::: Document passage :::

About Success Builder
How do you find your place in life? How do you find something to do that both comes naturally to you and makes you happy? The answer is that you have to apply the knowledge you’ve gained from university and from life itself correctly. The Success Builder Project features HSE University graduates who have discovered themselves through an interesting business or an unexpected profession. The protagonists share their experiences and lessons learnt and talk about how they’ve made the most of the opportunities they were given.
For Okko platform users, the decision of what to watch is based on an ideal set of recommendations and an accurate search. The well-coordinated work of that search function is led by HSE graduate and Senior Data Scientist Shukhrat Khalilbekov. In this interview with Success Builder, he explains how he chose a master’s programme, studied and worked up to 16 hours a day, and what a senior data scientist in a major company actually does.
How did you make the move from St. Petersburg to Moscow?
I decided to move and begin studying for a master’s degree because I didn’t feel confident in the job market yet. I chose a master’s programme that had a balance between applied subjects and opportunities to try my hand at academic subjects. I was considering becoming a teacher and a researcher.

::: Record list :::

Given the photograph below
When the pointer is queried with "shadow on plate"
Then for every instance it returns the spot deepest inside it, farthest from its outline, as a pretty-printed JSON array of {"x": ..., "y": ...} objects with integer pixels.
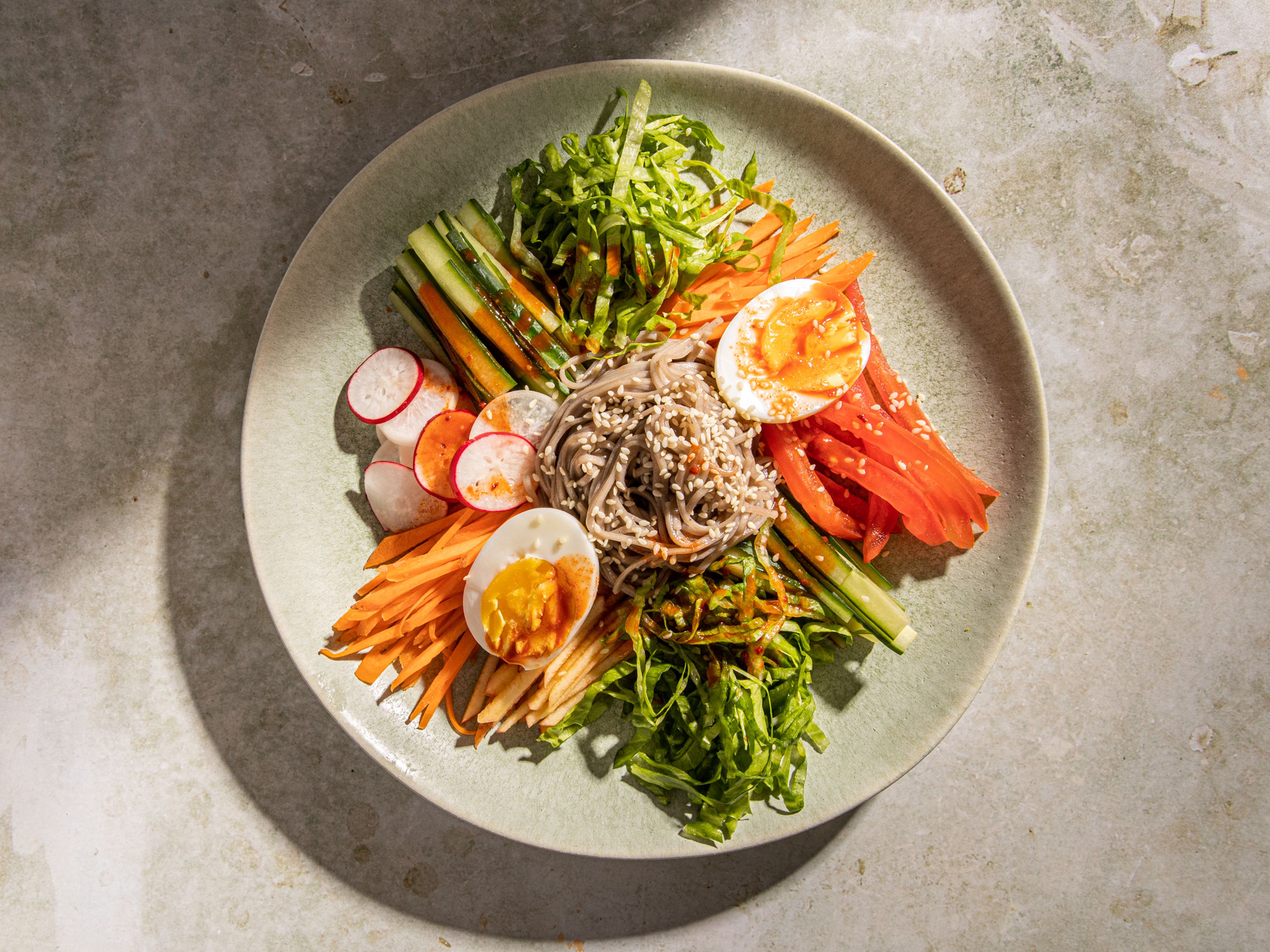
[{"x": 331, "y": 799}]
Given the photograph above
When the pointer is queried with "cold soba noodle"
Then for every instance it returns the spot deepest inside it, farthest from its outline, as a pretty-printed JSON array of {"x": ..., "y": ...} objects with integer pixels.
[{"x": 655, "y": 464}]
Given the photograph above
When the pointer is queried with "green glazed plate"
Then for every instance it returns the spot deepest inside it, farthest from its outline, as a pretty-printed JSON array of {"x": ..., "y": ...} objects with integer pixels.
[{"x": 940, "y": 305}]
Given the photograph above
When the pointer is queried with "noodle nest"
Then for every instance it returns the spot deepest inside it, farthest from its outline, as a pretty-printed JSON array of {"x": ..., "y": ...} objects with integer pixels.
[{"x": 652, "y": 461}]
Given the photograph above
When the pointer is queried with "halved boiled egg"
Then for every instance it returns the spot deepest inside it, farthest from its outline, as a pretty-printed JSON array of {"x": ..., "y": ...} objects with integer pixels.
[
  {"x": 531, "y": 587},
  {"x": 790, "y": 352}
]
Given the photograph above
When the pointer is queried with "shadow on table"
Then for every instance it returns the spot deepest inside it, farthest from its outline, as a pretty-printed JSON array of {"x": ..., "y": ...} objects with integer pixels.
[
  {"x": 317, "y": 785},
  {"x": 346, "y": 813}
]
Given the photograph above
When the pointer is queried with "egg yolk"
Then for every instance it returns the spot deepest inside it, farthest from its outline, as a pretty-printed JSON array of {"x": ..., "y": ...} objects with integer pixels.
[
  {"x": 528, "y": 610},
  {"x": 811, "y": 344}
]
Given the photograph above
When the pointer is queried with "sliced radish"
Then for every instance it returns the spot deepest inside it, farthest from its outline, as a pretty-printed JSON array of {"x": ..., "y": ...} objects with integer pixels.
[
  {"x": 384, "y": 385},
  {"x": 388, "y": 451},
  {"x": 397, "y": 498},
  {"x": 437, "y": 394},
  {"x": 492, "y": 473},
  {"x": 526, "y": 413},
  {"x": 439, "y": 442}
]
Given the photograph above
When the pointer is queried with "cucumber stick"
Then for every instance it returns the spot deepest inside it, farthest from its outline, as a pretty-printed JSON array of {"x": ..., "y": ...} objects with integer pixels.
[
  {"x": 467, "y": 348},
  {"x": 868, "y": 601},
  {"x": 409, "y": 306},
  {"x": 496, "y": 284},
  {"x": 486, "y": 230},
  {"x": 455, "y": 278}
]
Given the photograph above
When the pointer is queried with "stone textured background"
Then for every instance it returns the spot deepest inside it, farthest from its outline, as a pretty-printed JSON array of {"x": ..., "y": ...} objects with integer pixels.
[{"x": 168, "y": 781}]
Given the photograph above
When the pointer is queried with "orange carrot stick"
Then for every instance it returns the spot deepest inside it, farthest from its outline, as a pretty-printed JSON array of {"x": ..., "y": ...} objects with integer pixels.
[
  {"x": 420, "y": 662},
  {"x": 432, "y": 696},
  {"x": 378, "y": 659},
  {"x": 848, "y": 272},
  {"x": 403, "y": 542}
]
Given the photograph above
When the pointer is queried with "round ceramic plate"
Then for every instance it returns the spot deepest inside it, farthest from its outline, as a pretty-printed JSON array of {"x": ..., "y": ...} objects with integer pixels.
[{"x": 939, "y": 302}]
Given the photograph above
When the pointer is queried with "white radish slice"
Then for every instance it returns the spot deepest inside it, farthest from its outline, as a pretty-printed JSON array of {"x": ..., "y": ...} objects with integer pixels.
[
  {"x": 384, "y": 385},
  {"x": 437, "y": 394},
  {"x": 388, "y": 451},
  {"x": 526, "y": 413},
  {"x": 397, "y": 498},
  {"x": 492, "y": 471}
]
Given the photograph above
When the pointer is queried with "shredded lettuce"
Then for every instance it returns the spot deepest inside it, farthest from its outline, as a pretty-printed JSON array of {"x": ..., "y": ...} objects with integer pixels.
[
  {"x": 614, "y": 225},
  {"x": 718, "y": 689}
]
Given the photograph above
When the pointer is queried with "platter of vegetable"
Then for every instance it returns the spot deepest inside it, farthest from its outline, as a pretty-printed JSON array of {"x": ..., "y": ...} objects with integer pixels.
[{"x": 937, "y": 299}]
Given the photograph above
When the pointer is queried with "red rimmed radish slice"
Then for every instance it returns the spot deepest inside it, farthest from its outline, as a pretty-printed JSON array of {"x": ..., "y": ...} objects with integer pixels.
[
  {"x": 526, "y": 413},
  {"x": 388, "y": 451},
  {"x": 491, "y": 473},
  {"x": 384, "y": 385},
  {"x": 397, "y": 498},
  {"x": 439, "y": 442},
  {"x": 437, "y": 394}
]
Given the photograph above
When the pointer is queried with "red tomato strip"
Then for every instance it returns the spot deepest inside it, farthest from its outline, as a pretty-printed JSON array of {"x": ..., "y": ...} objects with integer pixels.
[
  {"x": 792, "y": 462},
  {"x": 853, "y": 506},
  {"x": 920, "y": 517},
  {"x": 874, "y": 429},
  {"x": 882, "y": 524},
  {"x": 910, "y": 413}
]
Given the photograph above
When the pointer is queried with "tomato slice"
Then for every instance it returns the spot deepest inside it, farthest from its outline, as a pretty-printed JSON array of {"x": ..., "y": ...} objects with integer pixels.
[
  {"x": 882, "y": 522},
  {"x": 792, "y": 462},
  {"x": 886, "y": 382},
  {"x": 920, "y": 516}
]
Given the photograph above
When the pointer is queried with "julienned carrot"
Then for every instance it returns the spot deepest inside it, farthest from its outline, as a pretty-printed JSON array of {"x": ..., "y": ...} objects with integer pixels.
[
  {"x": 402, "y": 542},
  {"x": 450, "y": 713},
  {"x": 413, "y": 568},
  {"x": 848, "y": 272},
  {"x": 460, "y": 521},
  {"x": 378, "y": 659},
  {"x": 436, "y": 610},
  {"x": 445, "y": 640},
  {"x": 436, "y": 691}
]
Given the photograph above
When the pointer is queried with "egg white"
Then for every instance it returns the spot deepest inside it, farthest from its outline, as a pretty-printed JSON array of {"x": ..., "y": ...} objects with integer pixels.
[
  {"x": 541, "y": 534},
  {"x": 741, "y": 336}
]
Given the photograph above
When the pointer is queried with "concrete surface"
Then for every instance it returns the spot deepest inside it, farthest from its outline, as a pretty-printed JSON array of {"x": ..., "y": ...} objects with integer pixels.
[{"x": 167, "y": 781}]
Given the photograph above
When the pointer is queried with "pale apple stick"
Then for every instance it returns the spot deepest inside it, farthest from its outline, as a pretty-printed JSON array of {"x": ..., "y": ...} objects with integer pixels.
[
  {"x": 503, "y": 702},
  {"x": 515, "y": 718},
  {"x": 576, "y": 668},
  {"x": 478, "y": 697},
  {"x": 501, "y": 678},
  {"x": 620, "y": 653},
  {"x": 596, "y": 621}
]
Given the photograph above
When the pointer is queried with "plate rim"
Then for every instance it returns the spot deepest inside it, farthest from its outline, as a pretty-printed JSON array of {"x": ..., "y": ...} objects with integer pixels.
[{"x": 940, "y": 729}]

:::

Problem to solve: List every sentence in the Success Builder page that ends with a question mark. Answer using only the Success Builder page; the rows play no part.

Response to this exercise:
- How do you find your place in life?
- How do you find something to do that both comes naturally to you and makes you happy?
- How did you make the move from St. Petersburg to Moscow?